TASK DESCRIPTION:
Extract every line from the data listing that contains the word "branch", and copy each one in full.

(Data listing)
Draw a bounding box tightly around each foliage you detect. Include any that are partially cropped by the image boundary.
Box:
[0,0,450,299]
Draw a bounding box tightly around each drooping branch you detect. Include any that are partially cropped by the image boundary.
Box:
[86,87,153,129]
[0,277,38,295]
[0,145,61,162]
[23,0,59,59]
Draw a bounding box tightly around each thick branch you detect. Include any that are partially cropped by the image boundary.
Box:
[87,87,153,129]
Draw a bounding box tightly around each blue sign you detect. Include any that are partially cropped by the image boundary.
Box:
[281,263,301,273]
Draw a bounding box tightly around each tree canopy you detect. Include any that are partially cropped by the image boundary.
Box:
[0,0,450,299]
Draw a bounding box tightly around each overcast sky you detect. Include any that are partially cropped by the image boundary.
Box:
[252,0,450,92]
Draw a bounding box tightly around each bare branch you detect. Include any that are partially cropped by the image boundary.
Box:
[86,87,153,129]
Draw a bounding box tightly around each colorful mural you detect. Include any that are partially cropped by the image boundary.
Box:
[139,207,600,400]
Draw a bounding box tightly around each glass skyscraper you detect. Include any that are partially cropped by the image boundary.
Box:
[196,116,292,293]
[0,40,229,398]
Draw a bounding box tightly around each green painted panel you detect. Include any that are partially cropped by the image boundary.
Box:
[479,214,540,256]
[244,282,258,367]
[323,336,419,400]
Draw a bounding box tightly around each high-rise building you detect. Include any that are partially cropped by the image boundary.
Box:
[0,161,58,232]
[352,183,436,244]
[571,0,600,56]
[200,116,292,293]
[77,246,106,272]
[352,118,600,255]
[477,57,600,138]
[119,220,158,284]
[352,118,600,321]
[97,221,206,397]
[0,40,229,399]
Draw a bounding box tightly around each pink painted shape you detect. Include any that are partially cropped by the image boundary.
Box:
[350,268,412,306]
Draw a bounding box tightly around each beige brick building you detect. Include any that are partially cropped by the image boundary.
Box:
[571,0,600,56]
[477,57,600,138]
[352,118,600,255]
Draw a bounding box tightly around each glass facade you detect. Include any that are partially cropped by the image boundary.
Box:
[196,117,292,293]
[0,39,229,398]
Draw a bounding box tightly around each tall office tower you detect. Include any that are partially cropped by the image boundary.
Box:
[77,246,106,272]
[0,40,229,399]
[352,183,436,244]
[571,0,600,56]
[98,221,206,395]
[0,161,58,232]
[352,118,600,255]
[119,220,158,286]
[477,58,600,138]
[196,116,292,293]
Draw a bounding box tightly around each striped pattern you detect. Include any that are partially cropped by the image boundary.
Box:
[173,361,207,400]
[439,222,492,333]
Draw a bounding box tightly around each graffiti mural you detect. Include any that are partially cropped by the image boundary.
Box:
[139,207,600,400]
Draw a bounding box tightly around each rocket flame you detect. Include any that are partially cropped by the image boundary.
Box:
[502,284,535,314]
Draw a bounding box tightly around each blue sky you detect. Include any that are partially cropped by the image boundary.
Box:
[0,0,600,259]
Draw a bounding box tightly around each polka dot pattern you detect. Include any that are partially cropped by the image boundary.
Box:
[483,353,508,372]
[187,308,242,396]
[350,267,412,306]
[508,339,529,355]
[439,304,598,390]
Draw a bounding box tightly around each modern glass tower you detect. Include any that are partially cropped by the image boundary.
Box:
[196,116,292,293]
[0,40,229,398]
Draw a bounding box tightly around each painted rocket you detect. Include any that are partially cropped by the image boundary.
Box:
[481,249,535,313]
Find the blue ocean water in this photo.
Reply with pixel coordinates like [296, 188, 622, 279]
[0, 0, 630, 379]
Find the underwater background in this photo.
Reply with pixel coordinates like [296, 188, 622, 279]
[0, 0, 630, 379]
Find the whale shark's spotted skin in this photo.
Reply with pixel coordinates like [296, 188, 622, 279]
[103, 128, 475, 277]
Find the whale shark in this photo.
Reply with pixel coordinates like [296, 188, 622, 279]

OUTPUT OF THE TASK:
Draw a bounding box tightly around each drooping branch you detect. Include any that are partially cropped by the image boundary.
Draw a bounding box tightly around each thick branch you detect. Include any that are partially cropped by the image boundary.
Draw a bounding box tightly around each bare branch you detect. Include any that are partially cropped by the image boundary.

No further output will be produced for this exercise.